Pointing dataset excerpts

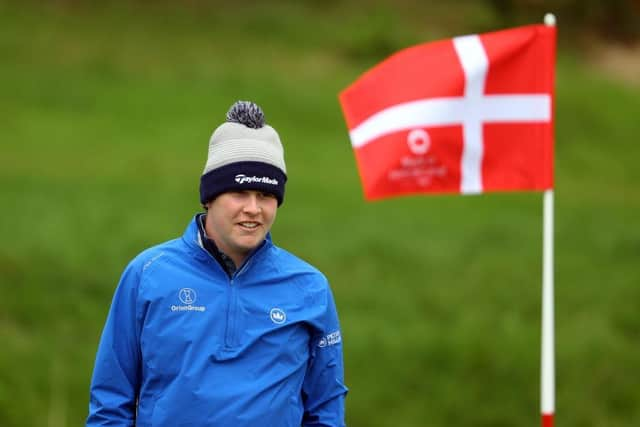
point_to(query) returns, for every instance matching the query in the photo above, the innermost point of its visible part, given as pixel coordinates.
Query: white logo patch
(188, 297)
(277, 316)
(243, 179)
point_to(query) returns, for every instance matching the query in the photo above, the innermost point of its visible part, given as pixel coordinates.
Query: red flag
(465, 115)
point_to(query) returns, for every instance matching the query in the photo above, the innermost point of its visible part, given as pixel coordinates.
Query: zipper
(230, 338)
(232, 300)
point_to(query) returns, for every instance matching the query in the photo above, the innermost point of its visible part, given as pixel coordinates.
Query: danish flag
(465, 115)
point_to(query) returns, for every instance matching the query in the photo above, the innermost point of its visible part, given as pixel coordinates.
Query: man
(221, 327)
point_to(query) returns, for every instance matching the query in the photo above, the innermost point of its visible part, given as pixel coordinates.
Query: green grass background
(105, 114)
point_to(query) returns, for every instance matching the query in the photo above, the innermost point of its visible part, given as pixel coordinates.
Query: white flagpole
(547, 384)
(547, 362)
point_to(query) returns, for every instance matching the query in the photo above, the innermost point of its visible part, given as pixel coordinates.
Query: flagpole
(547, 383)
(547, 359)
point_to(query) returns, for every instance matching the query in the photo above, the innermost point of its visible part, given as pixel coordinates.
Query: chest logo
(187, 296)
(277, 315)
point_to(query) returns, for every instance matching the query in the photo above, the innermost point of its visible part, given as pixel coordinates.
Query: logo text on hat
(244, 179)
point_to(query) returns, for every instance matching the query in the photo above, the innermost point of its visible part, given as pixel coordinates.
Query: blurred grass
(105, 114)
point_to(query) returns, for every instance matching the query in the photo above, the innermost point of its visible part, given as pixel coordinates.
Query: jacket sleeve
(116, 374)
(323, 390)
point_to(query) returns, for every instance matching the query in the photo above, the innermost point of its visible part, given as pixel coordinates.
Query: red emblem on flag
(465, 115)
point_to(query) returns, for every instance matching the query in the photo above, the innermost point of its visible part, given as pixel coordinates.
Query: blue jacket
(185, 345)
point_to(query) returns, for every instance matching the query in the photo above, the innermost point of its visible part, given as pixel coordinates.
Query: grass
(104, 117)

→ **SET EXERCISE**
Omit the images and transcribe all of the records above word for word.

→ **PROBLEM SOLUTION**
point_to(query) returns, for every instance matching the query in the photo above, the innermost point of its visible part, given as pixel coordinates.
Query: white logo patch
(188, 297)
(277, 316)
(243, 179)
point_to(query) returns, for every instance matching the query in the photo above, the innermost point of its visible part, given as pixel coordinates.
Query: red flag
(465, 115)
point_to(query) returns, for every instance matching the query in the photo above, the innermost point of its visible part, given as pixel coordinates.
Query: zipper
(230, 338)
(232, 300)
point_to(query) returns, for every instance matching the query in the photo above, the innermost point of its visible part, given as pixel coordinates.
Query: danish flag
(465, 115)
point_to(query) returns, for every instance matching the query in the photo above, the innermost point of its visible part, given as pixel coordinates.
Query: man
(221, 327)
point_to(query) returns, for every instance matching the query in the photo above, the innermost point of its visible part, given as pixel coordinates.
Query: green grass background
(105, 114)
point_to(query) returns, for every instance matching the query in the photo above, the innermost point of its visible part, given as pixel coordinates.
Query: white flagpole
(547, 384)
(547, 362)
point_to(query) returns, for every instance matching the query in the photo above, the innermost point of its visible part, given as pixel coordinates.
Query: flagpole
(547, 383)
(547, 359)
point_to(query) returns, for every instance matching the query in the photo above, the innermost point of its visible part, given as pixel coordinates.
Query: chest logo
(187, 296)
(277, 315)
point_to(query) returns, for every instance matching the query in the photo above, the innermost point of its visible part, given as pixel coordinates.
Query: logo text on hat
(244, 179)
point_to(query) returns, for every instance matching the query in the photo above, the innermost point of its visible part, given as pixel coordinates.
Query: blurred grass
(105, 114)
point_to(query) returns, for every instance matching the query in the photo above, the innermost point of its visible part, given as pixel coordinates.
Query: jacket sleeve
(116, 374)
(323, 390)
point_to(query) returns, for every instance matching the query in the photo above, the innermost point of its visible part, given as pixel coordinates.
Query: red emblem on flag
(465, 115)
point_to(query) returns, for every instance matching the query in the photo above, the innermost point of its visible part, given as pixel coordinates.
Query: blue jacket
(185, 345)
point_to(query) returns, for every instance matching the query in the photo above, the innermost point of its visible part, given as pixel coordinates.
Query: grass
(104, 117)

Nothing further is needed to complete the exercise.